### 本文抜粋

=====

大正時代のスペイン風邪禍と現代の新型コロナ禍の類似性

2020年5月8日

テーマ:漢方

コラムカテゴリ:医療・病院

大正7年から9年にかけて世界的に大流行したスペイン風邪では、日本でも多数の死者が出ました。当時6歳だった幼い私の大叔母にあたる人もその犠牲になりました。

私が中学生だった時に、それまで墓地は実家の近くの宗派も違う寺に共同墓地のような形で間借りしていましたが、祖父が菩提寺に墓地の移転を行いました。その移転を祖父とともに手伝ったのですが、その時に見た墓碑銘の戒名の中に大正8年に亡くなった幼い女性のものがあったのです。この人は誰?と祖父に聞くと、それは祖父の妹で、スペイン風邪で亡くなったのだそうです。かわいがっていた妹の死は、祖父は齢をとっても鮮明に覚えていたようで、当時のことを私に話してくれました。亡くなったのは妹だけではなく、近所のお爺さんも亡くなった。医師に往診を頼んだがなかなか来てくれず、当時は自動車ではなく馬に乗って往診をしていたが、あまりの往診の多さに、馬が過労死するほどだったというのです。この時、間違いなく医療崩壊が起きていたのです。

このスペイン風邪で、森道伯先生がスペイン風邪に対して著効を収められた処方は、肺炎型には小青竜湯加杏仁、石膏、脳症を発するものには升麻葛根湯加白朮、川芎、細辛、胃腸型には香蘇散加茯苓、白朮、半夏でした。この三種類の処方で治療して治らないものはなかったといいます。もし、私の大叔母も、森道伯先生のような漢方の名医に診ていただいたなら、死ぬことはなかったのでは、と思います。森道伯先生は、矢数格、矢数道明、矢数道明三兄弟の師匠で、一貫堂という流派の漢方医です。

令和の時代になり、新型コロナ禍で社会不安が増していますが、百年以上前のスペイン風邪禍と何ら変わっていません。スペイン風邪が漢方で有効だったのなら、新型コロナ肺炎も漢方が有効な可能性が高いです。

=====

### 項目一覧
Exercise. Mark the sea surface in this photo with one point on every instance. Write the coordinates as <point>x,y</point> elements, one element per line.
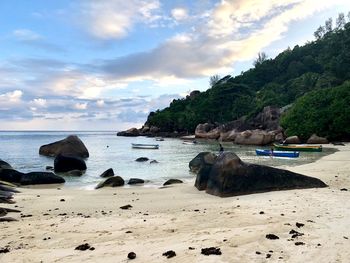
<point>21,150</point>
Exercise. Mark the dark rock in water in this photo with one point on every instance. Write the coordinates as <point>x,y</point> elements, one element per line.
<point>230,176</point>
<point>4,165</point>
<point>41,178</point>
<point>132,132</point>
<point>299,224</point>
<point>136,181</point>
<point>114,181</point>
<point>10,175</point>
<point>272,236</point>
<point>173,181</point>
<point>71,146</point>
<point>169,254</point>
<point>202,164</point>
<point>65,163</point>
<point>131,255</point>
<point>74,173</point>
<point>107,173</point>
<point>142,159</point>
<point>211,251</point>
<point>83,247</point>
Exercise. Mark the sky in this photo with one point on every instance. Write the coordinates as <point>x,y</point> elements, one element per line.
<point>105,64</point>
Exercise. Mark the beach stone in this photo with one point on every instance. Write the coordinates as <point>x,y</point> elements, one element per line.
<point>108,173</point>
<point>65,163</point>
<point>142,159</point>
<point>314,139</point>
<point>114,181</point>
<point>292,140</point>
<point>136,181</point>
<point>230,176</point>
<point>202,164</point>
<point>70,146</point>
<point>173,181</point>
<point>34,178</point>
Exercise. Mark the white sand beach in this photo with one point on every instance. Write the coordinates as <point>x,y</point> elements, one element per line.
<point>185,220</point>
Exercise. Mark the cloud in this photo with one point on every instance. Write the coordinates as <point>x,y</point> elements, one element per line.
<point>179,14</point>
<point>113,19</point>
<point>33,39</point>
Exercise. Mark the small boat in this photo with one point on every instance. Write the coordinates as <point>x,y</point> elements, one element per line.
<point>144,146</point>
<point>298,147</point>
<point>262,152</point>
<point>189,142</point>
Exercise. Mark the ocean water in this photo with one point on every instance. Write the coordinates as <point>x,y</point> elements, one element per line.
<point>21,150</point>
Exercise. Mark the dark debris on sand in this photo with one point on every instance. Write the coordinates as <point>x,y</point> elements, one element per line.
<point>169,254</point>
<point>211,251</point>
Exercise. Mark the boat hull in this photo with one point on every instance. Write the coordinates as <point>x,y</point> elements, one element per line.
<point>145,146</point>
<point>299,148</point>
<point>289,154</point>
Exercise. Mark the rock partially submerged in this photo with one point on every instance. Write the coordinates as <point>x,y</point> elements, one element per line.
<point>70,146</point>
<point>227,175</point>
<point>65,163</point>
<point>114,181</point>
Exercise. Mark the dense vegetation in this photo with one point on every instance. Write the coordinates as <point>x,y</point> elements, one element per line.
<point>312,70</point>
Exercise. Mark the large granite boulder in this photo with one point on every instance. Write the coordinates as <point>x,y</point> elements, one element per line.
<point>292,140</point>
<point>314,139</point>
<point>230,176</point>
<point>114,181</point>
<point>207,131</point>
<point>132,132</point>
<point>32,178</point>
<point>255,137</point>
<point>65,163</point>
<point>70,146</point>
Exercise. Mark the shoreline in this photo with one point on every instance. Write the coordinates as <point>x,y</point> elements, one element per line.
<point>178,217</point>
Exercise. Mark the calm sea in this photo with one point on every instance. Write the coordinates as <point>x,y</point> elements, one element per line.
<point>21,150</point>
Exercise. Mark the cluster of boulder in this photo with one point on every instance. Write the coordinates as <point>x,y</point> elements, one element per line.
<point>227,175</point>
<point>264,129</point>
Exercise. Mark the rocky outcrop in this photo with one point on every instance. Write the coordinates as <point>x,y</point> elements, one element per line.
<point>114,181</point>
<point>65,163</point>
<point>108,173</point>
<point>314,139</point>
<point>70,146</point>
<point>292,140</point>
<point>133,132</point>
<point>230,176</point>
<point>32,178</point>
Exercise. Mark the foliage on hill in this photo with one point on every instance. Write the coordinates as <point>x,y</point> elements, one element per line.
<point>325,112</point>
<point>318,65</point>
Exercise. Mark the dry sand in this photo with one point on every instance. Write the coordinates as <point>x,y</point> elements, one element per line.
<point>179,217</point>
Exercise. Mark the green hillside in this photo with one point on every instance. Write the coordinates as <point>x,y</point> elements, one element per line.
<point>312,70</point>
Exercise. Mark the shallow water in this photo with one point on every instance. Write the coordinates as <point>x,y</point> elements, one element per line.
<point>21,150</point>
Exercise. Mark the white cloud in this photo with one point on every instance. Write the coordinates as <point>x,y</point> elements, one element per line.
<point>26,35</point>
<point>110,19</point>
<point>179,14</point>
<point>81,106</point>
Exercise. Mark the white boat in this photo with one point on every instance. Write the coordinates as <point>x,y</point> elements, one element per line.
<point>189,142</point>
<point>144,146</point>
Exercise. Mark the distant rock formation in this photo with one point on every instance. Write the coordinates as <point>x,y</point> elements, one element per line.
<point>70,146</point>
<point>227,175</point>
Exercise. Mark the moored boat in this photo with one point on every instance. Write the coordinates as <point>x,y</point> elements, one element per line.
<point>289,154</point>
<point>144,146</point>
<point>298,147</point>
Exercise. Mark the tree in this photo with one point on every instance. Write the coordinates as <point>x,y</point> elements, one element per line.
<point>329,25</point>
<point>340,22</point>
<point>262,57</point>
<point>213,80</point>
<point>319,33</point>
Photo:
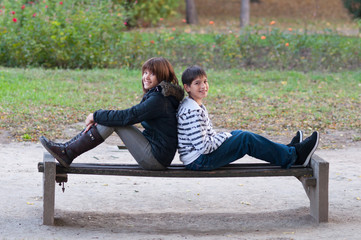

=====

### 作業指示
本文のうち、「私が中学生だった時に、それま」で始まり「貫堂という流派の漢方医です。」に至るまでの部分を、一字も変えずに返しなさい。 本文に書かれている内容だけを根拠にすること。

### 解答
私が中学生だった時に、それまで墓地は実家の近くの宗派も違う寺に共同墓地のような形で間借りしていましたが、祖父が菩提寺に墓地の移転を行いました。その移転を祖父とともに手伝ったのですが、その時に見た墓碑銘の戒名の中に大正8年に亡くなった幼い女性のものがあったのです。この人は誰?と祖父に聞くと、それは祖父の妹で、スペイン風邪で亡くなったのだそうです。かわいがっていた妹の死は、祖父は齢をとっても鮮明に覚えていたようで、当時のことを私に話してくれました。亡くなったのは妹だけではなく、近所のお爺さんも亡くなった。医師に往診を頼んだがなかなか来てくれず、当時は自動車ではなく馬に乗って往診をしていたが、あまりの往診の多さに、馬が過労死するほどだったというのです。この時、間違いなく医療崩壊が起きていたのです。

このスペイン風邪で、森道伯先生がスペイン風邪に対して著効を収められた処方は、肺炎型には小青竜湯加杏仁、石膏、脳症を発するものには升麻葛根湯加白朮、川芎、細辛、胃腸型には香蘇散加茯苓、白朮、半夏でした。この三種類の処方で治療して治らないものはなかったといいます。もし、私の大叔母も、森道伯先生のような漢方の名医に診ていただいたなら、死ぬことはなかったのでは、と思います。森道伯先生は、矢数格、矢数道明、矢数道明三兄弟の師匠で、一貫堂という流派の漢方医です。